▶ [Exercise]
Repeat word for word the lines from the one holding "Task: point out the distant tree, placing" through the end, both ends included, and leave out every picture.
○ ○ ○
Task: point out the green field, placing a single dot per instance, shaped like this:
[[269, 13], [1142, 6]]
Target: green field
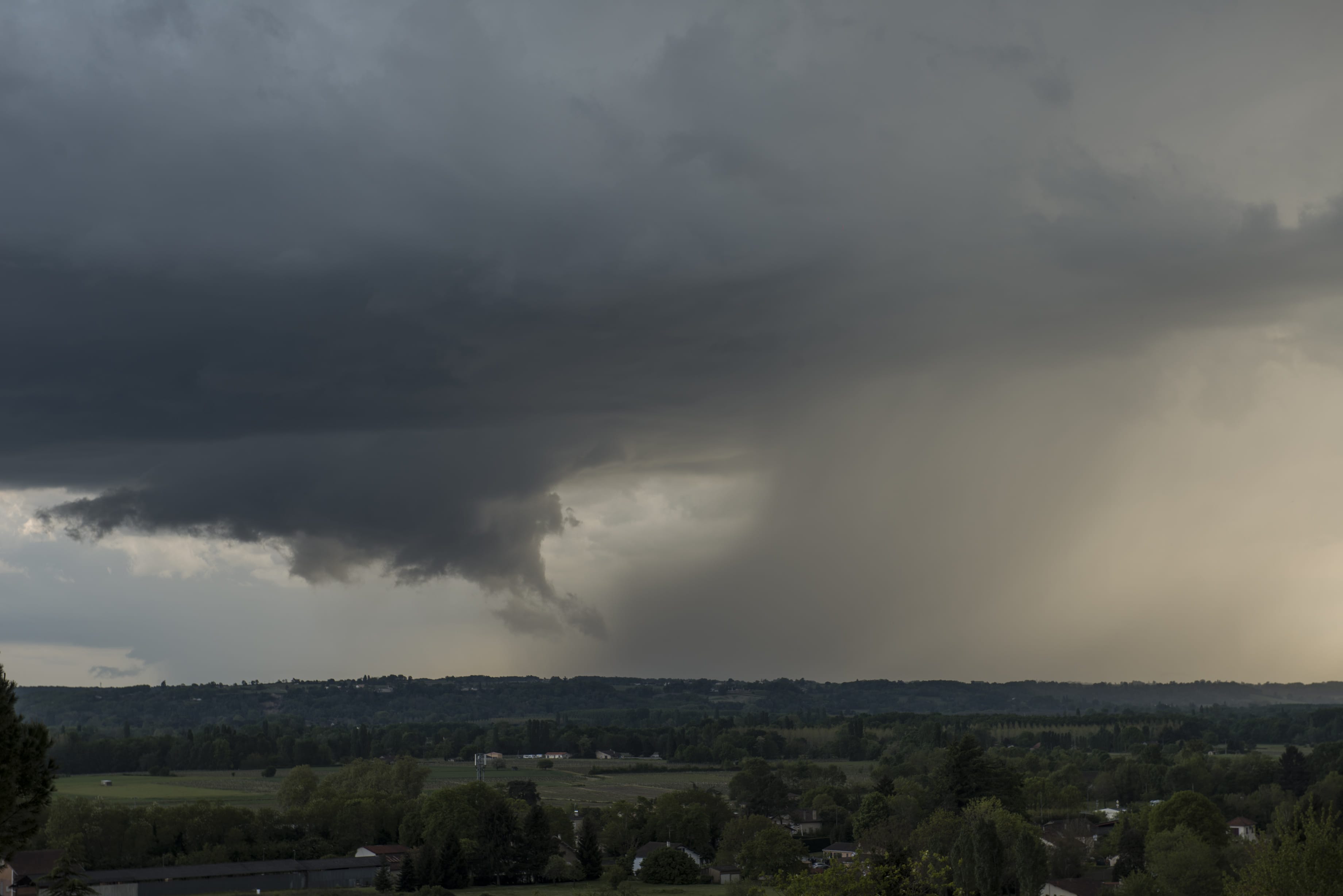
[[144, 789], [567, 784], [593, 887]]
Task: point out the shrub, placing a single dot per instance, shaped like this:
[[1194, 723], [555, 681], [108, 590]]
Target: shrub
[[669, 866]]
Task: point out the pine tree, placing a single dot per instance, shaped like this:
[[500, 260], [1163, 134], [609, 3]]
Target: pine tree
[[590, 855], [407, 882], [27, 776], [536, 843]]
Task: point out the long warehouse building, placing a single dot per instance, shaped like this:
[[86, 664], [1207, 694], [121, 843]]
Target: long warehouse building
[[280, 874]]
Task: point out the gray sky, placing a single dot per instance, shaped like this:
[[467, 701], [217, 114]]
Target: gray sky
[[860, 340]]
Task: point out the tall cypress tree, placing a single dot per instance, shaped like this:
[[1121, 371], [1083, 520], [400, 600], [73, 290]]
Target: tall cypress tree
[[536, 844], [452, 863], [590, 855], [27, 776], [407, 882]]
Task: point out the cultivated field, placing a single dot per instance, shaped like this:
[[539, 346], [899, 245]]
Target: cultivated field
[[563, 785]]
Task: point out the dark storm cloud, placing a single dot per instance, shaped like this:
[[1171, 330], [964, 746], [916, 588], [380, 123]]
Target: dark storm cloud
[[373, 280]]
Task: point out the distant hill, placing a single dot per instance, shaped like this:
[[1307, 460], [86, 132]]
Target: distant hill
[[397, 699]]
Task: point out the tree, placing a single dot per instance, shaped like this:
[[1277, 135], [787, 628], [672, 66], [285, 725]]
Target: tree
[[1295, 773], [1185, 864], [27, 776], [873, 812], [1032, 863], [1131, 854], [758, 789], [297, 790], [407, 882], [496, 839], [616, 875], [977, 860], [535, 845], [558, 870], [669, 866], [771, 852], [524, 790], [590, 855], [65, 880], [738, 833], [1196, 812], [452, 862], [1307, 859], [969, 774]]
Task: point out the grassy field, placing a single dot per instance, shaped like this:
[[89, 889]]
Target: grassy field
[[567, 784], [590, 888]]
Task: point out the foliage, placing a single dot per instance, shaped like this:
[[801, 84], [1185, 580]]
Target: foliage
[[1032, 862], [669, 866], [590, 855], [758, 789], [407, 882], [771, 852], [27, 776], [1184, 864], [65, 880], [1193, 811], [969, 774], [924, 875], [1303, 860], [738, 832], [297, 789], [977, 860]]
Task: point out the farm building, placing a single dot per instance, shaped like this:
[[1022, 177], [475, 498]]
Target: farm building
[[282, 874], [21, 875], [648, 849], [724, 874]]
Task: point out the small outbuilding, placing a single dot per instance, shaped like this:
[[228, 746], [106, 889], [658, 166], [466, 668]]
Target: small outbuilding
[[724, 874]]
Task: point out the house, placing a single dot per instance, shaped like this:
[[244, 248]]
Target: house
[[21, 875], [841, 852], [1076, 887], [280, 874], [569, 854], [648, 849], [724, 874], [805, 823]]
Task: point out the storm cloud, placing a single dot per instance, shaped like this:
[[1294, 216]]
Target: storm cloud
[[375, 283]]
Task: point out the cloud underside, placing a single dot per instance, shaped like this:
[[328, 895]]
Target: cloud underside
[[374, 283]]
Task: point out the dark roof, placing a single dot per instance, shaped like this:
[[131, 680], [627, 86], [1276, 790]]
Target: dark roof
[[652, 847], [35, 862], [1079, 886], [227, 870]]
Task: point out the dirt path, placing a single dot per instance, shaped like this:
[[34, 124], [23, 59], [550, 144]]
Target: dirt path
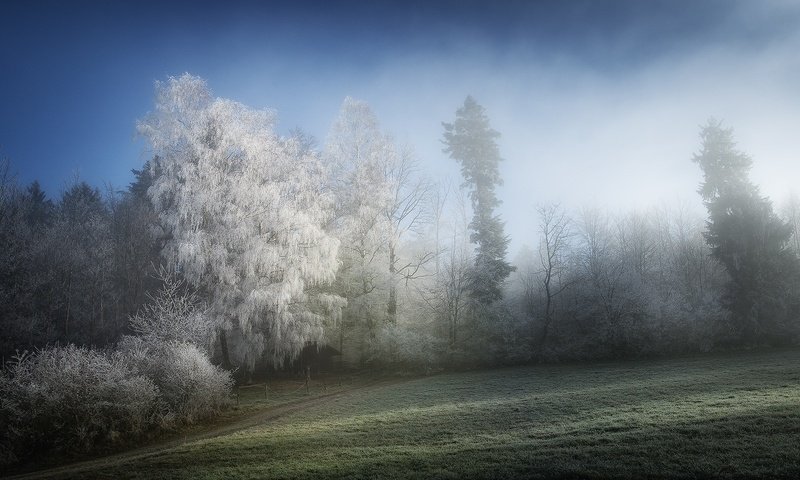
[[258, 418]]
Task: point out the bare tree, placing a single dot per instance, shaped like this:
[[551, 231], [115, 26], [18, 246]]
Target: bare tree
[[554, 226], [405, 212]]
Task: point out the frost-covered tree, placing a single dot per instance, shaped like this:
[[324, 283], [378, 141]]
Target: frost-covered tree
[[247, 211], [357, 152], [471, 141]]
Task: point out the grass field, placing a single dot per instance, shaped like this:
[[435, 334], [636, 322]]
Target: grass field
[[723, 416]]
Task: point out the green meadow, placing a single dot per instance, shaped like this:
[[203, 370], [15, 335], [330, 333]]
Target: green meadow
[[730, 416]]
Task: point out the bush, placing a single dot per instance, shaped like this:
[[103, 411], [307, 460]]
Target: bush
[[191, 387], [69, 399]]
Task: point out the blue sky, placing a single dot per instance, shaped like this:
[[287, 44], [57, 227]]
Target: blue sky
[[597, 101]]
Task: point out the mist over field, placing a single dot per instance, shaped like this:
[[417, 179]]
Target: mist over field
[[197, 200]]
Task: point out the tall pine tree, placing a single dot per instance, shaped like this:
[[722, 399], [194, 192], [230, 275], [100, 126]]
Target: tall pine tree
[[750, 241], [471, 141]]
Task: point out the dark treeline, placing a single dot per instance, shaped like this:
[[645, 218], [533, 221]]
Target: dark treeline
[[76, 267]]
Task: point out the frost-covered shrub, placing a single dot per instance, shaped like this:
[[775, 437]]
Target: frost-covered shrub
[[190, 386], [71, 399]]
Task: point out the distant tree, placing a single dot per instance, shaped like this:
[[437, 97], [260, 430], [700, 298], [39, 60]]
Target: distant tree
[[748, 238], [471, 141], [554, 228], [247, 212]]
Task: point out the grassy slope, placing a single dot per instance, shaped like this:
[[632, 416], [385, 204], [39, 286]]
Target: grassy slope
[[722, 416]]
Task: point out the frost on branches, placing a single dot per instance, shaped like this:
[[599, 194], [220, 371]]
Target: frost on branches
[[246, 209]]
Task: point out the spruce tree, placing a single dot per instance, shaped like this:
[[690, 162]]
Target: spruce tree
[[471, 141], [748, 239]]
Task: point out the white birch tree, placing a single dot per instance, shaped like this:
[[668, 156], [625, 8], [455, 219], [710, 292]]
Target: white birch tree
[[247, 210]]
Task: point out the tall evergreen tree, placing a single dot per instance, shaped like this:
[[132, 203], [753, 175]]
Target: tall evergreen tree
[[748, 239], [471, 141]]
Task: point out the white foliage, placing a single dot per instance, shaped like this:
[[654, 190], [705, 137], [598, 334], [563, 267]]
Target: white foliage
[[246, 209], [357, 153]]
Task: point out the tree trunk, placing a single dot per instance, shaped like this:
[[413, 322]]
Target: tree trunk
[[223, 346], [391, 309]]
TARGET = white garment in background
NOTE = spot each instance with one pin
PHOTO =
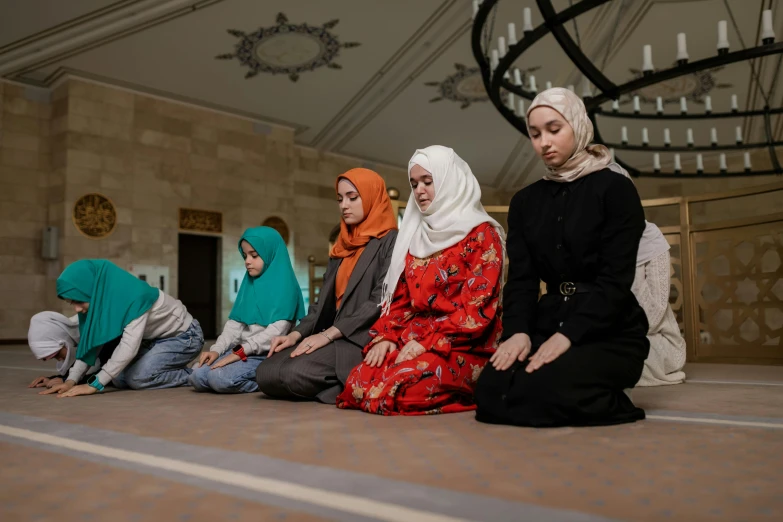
(651, 287)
○ ○ ○
▶ [The result]
Task: point out the distant tree, placing a single dot per instance, shaped like this:
[[437, 97], [260, 430], [700, 298], [39, 60]]
Target: distant tree
[[748, 238], [471, 141], [554, 228], [247, 212]]
Task: point out the grassy slope, placing a single dot per instance, shaped like this:
[[632, 416], [385, 204], [39, 286]]
Target: grassy slope
[[722, 416]]
Task: point out the frost on branches, placing a single dot per instance, shaped like this:
[[599, 194], [220, 371]]
Target: frost on branches
[[246, 209]]
Task: point out the spruce tree, placing a single dot per instance, shaped like this:
[[690, 162]]
Target: spruce tree
[[471, 141], [748, 239]]
Task: point out the white birch tree, placing a single dot per instance, shaped like this:
[[668, 156], [625, 8], [455, 219], [710, 292]]
Target: white birch tree
[[247, 210]]
Task: point out the tall evergreen tree, placing a single dot per instance, shaped like this:
[[132, 203], [753, 175]]
Target: tall evergreen tree
[[748, 239], [471, 141]]
Task: point out the white foliage, placing a single dot per instance, shaped like this:
[[654, 190], [705, 137], [598, 334], [563, 267]]
Target: white foliage
[[246, 209], [357, 153]]
Task: point out the tree trunk, placing a single dot per instance, shaped like this:
[[413, 322]]
Target: tree trunk
[[223, 346], [391, 309]]
TARGET = white garment in background
NOTE = spot each instance with one pin
PHOTO =
(651, 287)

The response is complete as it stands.